Directions> Your task is to transcribe the records exactly, skipping every image.

Records from a point labeling set>
_ _ _

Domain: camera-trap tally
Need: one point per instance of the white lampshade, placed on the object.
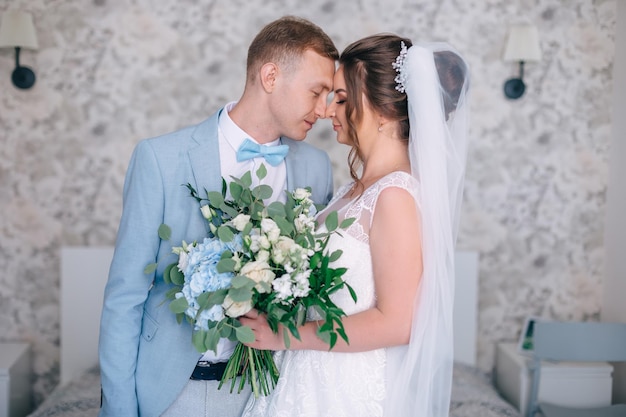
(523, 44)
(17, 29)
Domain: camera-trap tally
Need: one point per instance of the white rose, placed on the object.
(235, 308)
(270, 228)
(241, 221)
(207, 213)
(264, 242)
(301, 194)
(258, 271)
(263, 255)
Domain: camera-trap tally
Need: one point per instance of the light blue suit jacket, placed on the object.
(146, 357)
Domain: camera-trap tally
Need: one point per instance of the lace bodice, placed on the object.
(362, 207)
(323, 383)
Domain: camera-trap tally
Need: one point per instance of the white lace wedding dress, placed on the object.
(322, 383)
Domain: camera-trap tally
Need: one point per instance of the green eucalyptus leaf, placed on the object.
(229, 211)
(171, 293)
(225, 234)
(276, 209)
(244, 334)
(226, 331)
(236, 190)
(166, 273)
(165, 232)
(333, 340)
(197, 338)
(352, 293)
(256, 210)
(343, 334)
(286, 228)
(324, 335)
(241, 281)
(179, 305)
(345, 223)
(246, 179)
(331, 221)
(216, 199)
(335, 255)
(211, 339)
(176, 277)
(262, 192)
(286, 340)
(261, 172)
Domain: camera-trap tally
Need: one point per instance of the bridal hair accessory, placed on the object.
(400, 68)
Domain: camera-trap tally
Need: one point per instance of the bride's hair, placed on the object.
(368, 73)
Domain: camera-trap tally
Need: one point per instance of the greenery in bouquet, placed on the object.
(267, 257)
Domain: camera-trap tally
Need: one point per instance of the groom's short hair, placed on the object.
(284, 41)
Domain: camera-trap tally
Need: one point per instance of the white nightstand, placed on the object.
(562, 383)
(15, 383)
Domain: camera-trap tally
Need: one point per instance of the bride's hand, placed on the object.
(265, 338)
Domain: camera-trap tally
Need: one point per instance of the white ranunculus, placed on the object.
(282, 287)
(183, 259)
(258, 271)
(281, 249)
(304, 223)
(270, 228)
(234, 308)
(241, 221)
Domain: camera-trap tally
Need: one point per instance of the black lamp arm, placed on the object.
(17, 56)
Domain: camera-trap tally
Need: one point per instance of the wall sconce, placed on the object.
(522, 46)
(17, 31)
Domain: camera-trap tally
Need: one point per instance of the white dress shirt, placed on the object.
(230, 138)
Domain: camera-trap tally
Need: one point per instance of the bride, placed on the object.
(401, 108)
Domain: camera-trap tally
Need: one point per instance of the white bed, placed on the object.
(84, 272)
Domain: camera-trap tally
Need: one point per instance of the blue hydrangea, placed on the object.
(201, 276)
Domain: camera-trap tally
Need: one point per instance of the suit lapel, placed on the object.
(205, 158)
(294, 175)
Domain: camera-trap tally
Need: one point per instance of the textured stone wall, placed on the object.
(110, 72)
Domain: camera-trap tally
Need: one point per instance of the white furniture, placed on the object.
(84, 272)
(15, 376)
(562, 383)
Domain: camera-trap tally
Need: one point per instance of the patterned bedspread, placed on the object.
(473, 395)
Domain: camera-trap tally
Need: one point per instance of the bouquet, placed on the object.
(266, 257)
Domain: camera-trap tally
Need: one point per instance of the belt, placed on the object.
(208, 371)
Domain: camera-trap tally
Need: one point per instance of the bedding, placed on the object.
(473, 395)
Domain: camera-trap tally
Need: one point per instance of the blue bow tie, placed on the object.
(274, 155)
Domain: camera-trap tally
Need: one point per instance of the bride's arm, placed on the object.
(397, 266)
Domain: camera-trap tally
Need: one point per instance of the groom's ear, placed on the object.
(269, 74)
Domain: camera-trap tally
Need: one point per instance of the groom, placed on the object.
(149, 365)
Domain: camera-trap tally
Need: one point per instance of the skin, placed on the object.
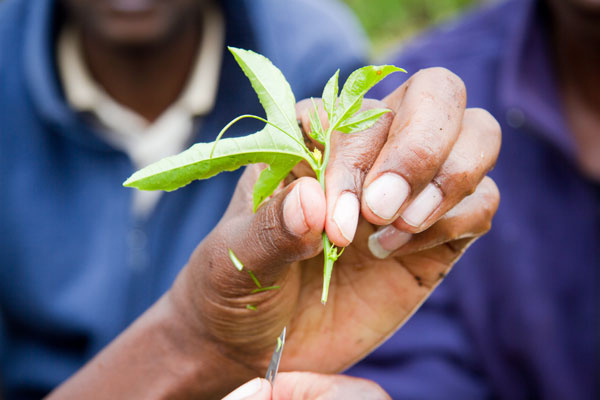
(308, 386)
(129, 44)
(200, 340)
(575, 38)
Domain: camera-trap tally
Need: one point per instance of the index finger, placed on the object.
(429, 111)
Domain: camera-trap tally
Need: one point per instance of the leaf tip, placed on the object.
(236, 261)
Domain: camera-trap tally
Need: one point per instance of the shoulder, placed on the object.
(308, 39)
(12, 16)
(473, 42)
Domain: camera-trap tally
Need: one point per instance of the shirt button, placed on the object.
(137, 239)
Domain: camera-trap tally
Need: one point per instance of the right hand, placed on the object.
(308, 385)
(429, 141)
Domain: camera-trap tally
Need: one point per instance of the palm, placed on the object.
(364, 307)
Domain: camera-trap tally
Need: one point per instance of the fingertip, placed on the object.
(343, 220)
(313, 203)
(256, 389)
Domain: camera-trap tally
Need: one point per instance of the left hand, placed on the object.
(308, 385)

_ _ _

Task output>
Domain: camera-trap tally
Need: one point per instance of the white lampshade, placed on the object.
(523, 44)
(17, 29)
Domain: camera-trap tally
Need: one point per instance of the white rose, placed on the object.
(235, 308)
(270, 228)
(241, 221)
(207, 213)
(264, 242)
(301, 194)
(258, 271)
(263, 255)
Domain: camera-trap tally
Need: one point per instance of the light blue suit jacket, placed on the object.
(146, 357)
Domain: camera-trap tally
Need: one point per instance of the lace bodice, placed on the object.
(362, 207)
(323, 383)
Domain: camera-trap tally
Need: one point per instance of the white lace wedding dress, placed on the object.
(322, 383)
Domain: camera-trap tally
Need: one point per instance of the green eucalyptus leaf, placed on the object.
(229, 211)
(171, 293)
(225, 234)
(276, 209)
(244, 334)
(226, 331)
(236, 190)
(166, 273)
(165, 232)
(333, 340)
(197, 338)
(352, 293)
(256, 210)
(343, 334)
(286, 228)
(324, 335)
(241, 281)
(179, 305)
(345, 223)
(246, 179)
(331, 221)
(216, 199)
(335, 255)
(211, 339)
(176, 277)
(262, 192)
(286, 340)
(261, 172)
Domain: camera-trap tally
Need: one point per instance of the bridal hair accessory, placed on the object.
(400, 68)
Domain: camera-trap tally
Need: one point per instance of the bride's hair, placed on the object.
(368, 73)
Domain: camera-trap tally
Need: one point per instance of the greenery in bouquet, placed on the object.
(267, 257)
Domain: camera-trap tally
Need: one point per instance of the groom's short hair, placed on the object.
(284, 41)
Domain: camera-trap tally
Need: one point per instance of the white nightstand, placed on the object.
(562, 383)
(15, 383)
Domain: camera-trap tally
Need: one point per instance of the bride's hand, placed on the object.
(265, 338)
Domain: camera-trap tally
Need: one point per instance of the white ranunculus, placed on the object.
(282, 287)
(183, 259)
(258, 271)
(281, 249)
(304, 223)
(270, 228)
(234, 308)
(241, 221)
Domain: camera-trap tally
Need: one point per instance of the black lamp arm, placed on the object.
(17, 56)
Domain: camera-trap tally
Need: one point per instance of the wall sconce, placed on the object.
(522, 46)
(17, 31)
Domain: camera-trap tally
Need: one point per instance of the white dress shirt, placed on the object.
(230, 138)
Domain: camera-trap tally
Need: one point per instance of the bride, placed on the object.
(401, 108)
Domain: camera-trap tally
Need: one point per instance of the white bed, placed on the object.
(84, 272)
Domain: camera-trap tally
Need: one point per instance of the blue hydrangea, placed on the object.
(201, 276)
Domain: camera-trap tally
Need: one point per instance of the suit lapel, placed on the object.
(205, 158)
(294, 175)
Domain: camera-trap tally
Need: one point per instance of the textured stone wall, placed on the object.
(110, 72)
Domain: camera-trap tally
Need: one point per instance of the white furniture, placed on the object.
(84, 272)
(15, 376)
(562, 383)
Domain: camera-trap tally
Need: one point per instance of the patterned bedspread, placed on the object.
(473, 395)
Domain: camera-trap tally
Need: one point per instance of the bouquet, placed on the object.
(266, 257)
Domain: camera-trap tally
Need: one point per instance of the belt, placed on the object.
(208, 371)
Domain: camera-trap tally
Need: one point per instance of the bedding, placed on the object.
(473, 395)
Domain: camera-trap tally
Need: one point per instance of the blue bow tie, placed on the object.
(274, 155)
Domain: camera-trap tally
Need: one point per instance of the bride's arm, placed on the object.
(397, 266)
Domain: camera-trap tally
Need: one point per instance of the groom's ear, placed on the object.
(269, 74)
Domain: camera-trap tally
Need: one point per instance of the groom, placed on the object.
(149, 365)
Domain: camera-trap tally
Need: one point per instance of the skin, placed on the object.
(308, 386)
(129, 44)
(200, 340)
(575, 38)
Domain: camera-trap tally
Need: one point per instance of the index finger, placed on the object.
(429, 111)
Domain: camera-trap tally
Need: one point per instance of the leaf tip, placed on the object.
(236, 261)
Domain: camera-trap tally
Need: one point per instance of the shoulder, placed on the object.
(308, 39)
(12, 16)
(473, 42)
Domain: camera-trap tally
Need: one point per instance of the shirt button, placed on the object.
(137, 239)
Domain: camera-trap tally
Need: one point per instance of the right hand, placed on the object.
(308, 385)
(429, 141)
Domain: camera-trap tally
Need: one point per instance of the palm, placed on the object.
(364, 307)
Domain: camera-trap tally
Need: one point per instance of the fingertip, placed on the object.
(343, 220)
(313, 203)
(256, 389)
Domain: camera-trap tally
Need: one point per instance of the left hand, placed on the object.
(308, 385)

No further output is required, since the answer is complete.